▶ THE REQUEST
How many lines of the data below contain the string "crowd"? Case matters, and the reply should be the number alone.

▶ INPUT DATA
┌──
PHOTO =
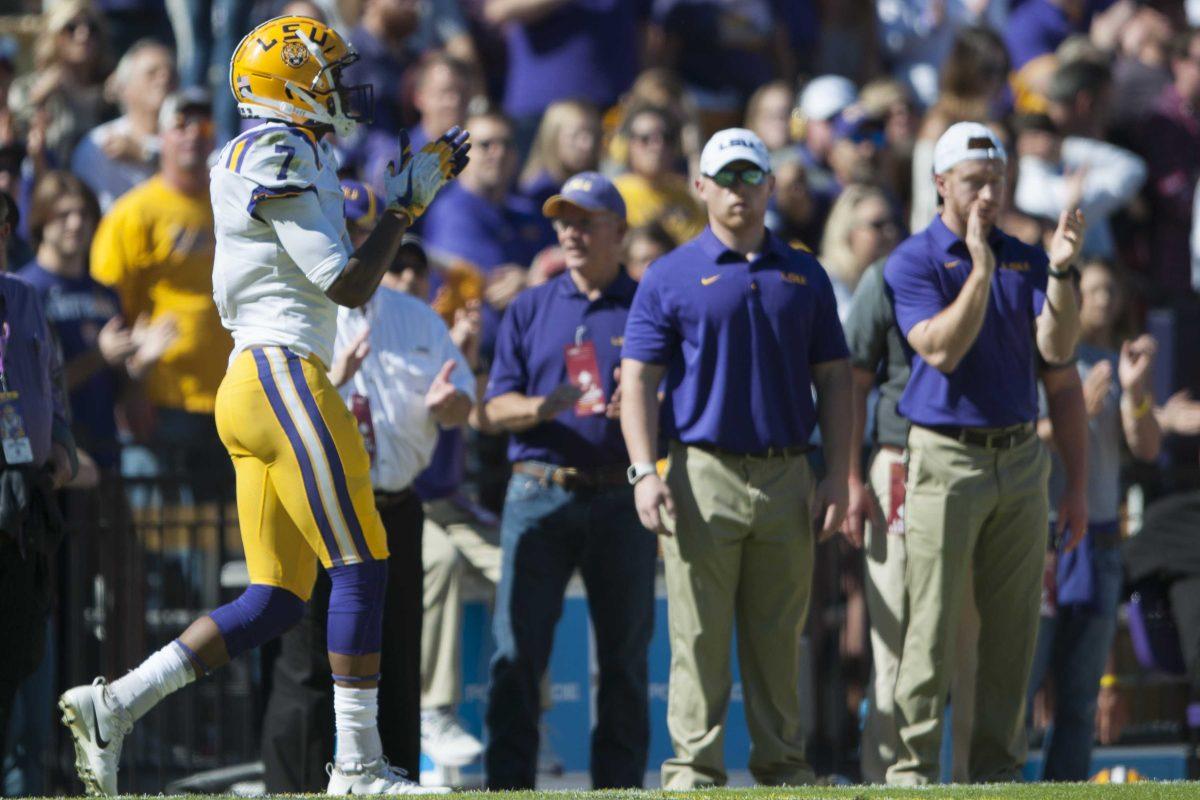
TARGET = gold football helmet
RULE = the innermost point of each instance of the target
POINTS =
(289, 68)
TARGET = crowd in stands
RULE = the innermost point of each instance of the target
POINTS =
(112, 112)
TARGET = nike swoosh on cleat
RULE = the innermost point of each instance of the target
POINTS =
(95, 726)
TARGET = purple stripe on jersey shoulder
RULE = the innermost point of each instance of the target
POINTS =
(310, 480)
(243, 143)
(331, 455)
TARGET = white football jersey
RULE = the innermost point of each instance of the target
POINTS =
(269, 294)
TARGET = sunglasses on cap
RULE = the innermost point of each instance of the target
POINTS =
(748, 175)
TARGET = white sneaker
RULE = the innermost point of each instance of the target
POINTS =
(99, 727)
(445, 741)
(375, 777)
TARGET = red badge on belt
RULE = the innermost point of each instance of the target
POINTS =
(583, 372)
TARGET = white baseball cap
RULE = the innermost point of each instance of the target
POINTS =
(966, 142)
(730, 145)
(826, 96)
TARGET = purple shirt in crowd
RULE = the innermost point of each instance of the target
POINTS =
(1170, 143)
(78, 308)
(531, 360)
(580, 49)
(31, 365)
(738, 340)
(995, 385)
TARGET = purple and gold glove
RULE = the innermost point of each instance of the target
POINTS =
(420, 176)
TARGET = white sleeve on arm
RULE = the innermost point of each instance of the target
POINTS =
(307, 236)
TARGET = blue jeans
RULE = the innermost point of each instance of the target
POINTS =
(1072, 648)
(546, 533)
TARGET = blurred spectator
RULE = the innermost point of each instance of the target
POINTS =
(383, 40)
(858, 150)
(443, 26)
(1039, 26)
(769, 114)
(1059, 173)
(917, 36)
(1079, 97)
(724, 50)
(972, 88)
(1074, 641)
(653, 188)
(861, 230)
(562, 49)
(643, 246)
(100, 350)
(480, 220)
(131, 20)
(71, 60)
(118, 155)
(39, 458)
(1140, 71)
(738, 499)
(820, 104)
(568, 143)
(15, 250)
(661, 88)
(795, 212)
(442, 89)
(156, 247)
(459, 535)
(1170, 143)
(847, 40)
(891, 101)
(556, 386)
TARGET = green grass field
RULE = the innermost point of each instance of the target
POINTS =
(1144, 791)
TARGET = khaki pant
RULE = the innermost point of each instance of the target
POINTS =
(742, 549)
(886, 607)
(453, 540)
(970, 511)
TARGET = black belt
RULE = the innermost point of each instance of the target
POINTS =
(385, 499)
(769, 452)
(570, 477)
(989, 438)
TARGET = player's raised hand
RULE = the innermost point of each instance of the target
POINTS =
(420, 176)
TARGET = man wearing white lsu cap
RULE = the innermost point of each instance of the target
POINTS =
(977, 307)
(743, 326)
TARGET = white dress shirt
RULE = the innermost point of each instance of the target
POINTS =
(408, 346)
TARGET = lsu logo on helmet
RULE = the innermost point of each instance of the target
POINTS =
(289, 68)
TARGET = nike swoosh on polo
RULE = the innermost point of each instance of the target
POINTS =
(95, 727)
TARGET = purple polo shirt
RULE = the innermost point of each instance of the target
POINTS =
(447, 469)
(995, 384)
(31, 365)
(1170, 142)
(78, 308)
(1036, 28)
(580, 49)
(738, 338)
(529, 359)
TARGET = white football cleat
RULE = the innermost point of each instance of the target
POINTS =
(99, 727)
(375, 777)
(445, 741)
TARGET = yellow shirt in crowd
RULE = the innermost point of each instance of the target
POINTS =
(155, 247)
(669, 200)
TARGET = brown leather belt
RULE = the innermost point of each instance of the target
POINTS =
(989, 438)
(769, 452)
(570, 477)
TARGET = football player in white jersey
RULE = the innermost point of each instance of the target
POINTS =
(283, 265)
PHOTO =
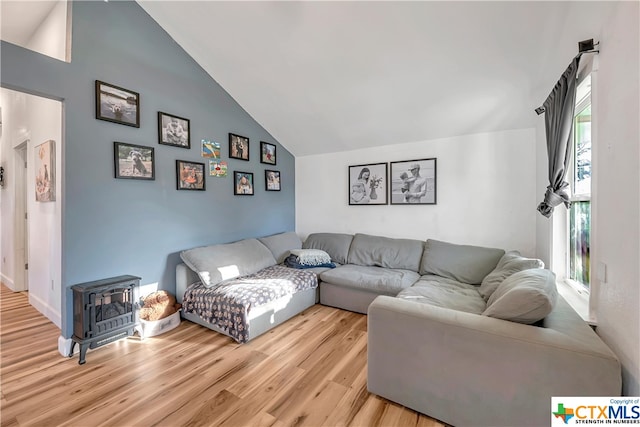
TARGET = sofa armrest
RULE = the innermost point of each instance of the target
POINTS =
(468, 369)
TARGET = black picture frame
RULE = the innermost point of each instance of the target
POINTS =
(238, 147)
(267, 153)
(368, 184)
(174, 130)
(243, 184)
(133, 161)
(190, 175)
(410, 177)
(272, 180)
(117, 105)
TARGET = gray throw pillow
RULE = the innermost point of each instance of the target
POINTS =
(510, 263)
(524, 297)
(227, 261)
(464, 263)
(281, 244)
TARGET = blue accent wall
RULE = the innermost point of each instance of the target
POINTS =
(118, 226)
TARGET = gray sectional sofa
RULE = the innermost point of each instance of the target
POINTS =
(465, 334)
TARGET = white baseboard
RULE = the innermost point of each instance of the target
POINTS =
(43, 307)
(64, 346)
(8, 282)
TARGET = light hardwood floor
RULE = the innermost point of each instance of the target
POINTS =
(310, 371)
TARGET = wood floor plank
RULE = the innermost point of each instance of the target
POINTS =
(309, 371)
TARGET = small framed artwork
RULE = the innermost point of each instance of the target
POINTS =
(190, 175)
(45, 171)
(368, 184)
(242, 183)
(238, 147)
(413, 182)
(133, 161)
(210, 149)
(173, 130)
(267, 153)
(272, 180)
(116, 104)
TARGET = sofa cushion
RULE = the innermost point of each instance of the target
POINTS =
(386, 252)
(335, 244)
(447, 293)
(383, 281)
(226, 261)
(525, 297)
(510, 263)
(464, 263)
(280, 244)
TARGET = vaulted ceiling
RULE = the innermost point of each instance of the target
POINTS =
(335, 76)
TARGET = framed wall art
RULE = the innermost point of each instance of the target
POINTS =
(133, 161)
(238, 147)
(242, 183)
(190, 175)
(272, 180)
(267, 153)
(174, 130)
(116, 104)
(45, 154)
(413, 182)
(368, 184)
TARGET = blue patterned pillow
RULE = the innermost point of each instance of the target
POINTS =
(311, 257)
└──
┌──
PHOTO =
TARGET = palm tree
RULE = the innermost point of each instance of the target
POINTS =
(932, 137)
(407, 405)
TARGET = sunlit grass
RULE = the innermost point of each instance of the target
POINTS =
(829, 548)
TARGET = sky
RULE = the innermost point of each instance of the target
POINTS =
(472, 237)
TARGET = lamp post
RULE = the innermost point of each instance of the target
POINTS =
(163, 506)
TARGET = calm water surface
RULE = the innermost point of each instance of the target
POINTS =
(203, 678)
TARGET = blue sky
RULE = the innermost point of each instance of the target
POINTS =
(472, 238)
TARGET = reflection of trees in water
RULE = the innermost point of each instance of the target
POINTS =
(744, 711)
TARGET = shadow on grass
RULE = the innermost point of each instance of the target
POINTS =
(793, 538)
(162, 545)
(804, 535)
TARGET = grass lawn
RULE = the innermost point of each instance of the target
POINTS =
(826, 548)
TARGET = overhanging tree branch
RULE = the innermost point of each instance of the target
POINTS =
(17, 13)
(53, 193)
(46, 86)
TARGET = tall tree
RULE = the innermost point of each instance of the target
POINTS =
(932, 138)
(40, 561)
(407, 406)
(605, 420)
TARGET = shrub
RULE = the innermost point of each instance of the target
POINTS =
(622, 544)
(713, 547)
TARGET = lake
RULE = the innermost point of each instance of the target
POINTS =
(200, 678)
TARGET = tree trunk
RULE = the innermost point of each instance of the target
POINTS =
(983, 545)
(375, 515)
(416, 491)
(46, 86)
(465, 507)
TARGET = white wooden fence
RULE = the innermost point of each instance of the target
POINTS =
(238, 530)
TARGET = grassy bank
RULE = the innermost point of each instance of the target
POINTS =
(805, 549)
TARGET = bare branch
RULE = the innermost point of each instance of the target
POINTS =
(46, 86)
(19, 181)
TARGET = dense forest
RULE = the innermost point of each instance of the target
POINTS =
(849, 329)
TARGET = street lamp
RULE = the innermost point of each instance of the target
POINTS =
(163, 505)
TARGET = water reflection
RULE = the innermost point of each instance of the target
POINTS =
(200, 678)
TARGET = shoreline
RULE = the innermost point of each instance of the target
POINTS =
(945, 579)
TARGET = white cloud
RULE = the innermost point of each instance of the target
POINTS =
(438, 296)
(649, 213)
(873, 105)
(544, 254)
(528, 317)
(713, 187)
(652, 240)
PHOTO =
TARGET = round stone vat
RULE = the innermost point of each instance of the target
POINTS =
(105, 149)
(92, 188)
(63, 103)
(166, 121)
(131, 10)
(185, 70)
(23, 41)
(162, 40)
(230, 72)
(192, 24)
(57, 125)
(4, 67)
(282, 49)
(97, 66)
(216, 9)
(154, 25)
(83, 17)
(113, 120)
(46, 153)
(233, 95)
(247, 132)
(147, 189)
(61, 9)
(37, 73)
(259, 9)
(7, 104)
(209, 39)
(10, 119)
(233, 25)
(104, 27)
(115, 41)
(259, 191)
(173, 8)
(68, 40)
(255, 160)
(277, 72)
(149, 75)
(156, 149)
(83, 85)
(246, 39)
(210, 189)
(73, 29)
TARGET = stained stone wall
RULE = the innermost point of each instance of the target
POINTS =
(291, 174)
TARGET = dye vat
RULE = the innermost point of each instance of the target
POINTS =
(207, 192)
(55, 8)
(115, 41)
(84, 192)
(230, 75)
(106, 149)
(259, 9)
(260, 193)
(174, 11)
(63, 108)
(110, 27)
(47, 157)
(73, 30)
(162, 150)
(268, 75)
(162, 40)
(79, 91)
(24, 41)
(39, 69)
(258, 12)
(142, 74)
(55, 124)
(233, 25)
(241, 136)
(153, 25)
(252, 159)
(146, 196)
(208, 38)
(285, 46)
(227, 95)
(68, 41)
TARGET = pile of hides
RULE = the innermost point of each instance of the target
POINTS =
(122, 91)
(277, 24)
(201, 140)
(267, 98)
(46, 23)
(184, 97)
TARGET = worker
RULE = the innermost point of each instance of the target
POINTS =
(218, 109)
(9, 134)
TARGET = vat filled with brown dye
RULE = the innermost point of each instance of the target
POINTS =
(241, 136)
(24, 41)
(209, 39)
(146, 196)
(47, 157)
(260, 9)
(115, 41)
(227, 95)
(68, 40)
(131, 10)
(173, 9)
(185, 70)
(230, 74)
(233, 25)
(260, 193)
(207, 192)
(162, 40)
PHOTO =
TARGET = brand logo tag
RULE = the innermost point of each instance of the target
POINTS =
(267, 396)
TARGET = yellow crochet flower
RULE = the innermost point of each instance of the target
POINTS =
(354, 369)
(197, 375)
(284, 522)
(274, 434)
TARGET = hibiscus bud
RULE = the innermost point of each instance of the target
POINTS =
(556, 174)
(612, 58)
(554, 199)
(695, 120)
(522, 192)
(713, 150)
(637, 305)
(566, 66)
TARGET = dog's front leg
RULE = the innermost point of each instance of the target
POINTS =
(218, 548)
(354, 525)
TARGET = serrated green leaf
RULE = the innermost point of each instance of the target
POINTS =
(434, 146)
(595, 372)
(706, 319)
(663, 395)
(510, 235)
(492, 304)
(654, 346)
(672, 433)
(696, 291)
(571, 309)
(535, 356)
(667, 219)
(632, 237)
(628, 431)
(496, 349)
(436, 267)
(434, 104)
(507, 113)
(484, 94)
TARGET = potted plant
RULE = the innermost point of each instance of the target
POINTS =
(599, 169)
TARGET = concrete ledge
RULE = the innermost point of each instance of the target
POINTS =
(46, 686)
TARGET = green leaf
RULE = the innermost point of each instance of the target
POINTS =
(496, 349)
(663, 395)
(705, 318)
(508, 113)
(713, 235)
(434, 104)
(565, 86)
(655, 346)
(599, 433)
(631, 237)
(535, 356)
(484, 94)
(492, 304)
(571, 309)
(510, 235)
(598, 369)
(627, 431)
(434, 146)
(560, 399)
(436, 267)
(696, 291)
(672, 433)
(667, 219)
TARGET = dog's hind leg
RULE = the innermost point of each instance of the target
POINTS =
└──
┌──
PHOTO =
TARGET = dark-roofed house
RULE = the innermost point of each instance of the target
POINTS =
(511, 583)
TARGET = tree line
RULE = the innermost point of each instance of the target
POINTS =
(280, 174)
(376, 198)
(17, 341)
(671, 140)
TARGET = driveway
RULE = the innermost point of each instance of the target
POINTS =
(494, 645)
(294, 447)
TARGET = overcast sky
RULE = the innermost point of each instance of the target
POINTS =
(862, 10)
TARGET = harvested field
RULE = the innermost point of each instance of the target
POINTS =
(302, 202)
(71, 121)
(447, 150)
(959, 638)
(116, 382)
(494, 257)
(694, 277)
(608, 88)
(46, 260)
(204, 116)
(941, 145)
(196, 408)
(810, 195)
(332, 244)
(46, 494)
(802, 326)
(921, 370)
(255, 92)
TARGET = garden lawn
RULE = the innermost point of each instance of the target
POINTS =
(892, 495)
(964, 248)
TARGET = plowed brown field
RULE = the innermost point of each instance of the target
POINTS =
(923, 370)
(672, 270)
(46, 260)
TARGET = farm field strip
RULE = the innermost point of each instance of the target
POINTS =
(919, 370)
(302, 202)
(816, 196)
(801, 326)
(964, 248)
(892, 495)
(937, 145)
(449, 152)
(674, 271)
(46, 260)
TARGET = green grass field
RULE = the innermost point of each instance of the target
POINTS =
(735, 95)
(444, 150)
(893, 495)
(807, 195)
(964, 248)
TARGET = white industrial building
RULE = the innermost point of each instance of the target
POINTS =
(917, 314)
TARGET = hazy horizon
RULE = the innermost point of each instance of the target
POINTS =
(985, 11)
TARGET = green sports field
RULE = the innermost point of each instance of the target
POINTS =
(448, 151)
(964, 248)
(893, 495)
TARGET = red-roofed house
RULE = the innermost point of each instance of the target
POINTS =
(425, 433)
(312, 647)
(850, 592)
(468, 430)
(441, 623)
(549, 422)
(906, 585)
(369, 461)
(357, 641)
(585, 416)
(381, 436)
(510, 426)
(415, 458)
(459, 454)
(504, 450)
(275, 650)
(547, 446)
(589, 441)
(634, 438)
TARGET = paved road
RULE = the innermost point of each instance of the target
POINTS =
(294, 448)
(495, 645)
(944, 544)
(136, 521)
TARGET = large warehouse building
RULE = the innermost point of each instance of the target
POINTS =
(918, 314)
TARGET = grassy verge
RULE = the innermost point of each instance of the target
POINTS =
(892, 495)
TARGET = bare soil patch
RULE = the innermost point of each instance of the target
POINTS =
└──
▶ WRITTEN RESPONSE
3